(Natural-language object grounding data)
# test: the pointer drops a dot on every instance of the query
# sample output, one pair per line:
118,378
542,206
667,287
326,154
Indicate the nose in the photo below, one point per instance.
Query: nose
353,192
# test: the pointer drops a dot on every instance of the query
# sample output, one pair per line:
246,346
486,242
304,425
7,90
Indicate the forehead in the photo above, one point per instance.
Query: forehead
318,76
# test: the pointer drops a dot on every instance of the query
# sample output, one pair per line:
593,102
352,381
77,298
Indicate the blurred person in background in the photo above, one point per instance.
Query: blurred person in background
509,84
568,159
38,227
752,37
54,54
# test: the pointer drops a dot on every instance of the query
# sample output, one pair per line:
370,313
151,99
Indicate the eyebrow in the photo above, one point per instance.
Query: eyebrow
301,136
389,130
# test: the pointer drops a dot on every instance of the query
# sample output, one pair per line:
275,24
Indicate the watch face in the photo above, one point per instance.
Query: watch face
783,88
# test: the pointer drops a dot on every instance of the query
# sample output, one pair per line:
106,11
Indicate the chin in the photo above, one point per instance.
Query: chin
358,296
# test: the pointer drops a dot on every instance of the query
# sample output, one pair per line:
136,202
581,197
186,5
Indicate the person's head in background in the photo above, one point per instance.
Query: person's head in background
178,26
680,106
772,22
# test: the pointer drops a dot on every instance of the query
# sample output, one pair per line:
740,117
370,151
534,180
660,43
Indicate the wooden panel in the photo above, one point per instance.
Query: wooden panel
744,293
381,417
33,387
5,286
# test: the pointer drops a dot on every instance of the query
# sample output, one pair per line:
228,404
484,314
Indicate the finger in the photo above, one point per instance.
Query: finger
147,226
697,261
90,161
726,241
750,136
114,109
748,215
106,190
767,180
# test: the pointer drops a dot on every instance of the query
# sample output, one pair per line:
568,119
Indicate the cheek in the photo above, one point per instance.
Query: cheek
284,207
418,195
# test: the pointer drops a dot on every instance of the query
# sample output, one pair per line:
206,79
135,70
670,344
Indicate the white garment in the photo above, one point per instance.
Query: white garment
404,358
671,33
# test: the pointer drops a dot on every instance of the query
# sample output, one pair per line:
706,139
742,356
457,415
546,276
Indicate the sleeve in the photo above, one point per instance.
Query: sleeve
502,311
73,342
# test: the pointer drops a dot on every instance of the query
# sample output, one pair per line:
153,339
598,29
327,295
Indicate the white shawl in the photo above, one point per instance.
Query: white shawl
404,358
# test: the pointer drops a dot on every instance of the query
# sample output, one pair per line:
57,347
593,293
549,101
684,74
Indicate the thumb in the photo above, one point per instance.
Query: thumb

(Exercise details) Determine the count of lines in the data above with the string "thumb" in them, and give that count alone.

(Answer section) 2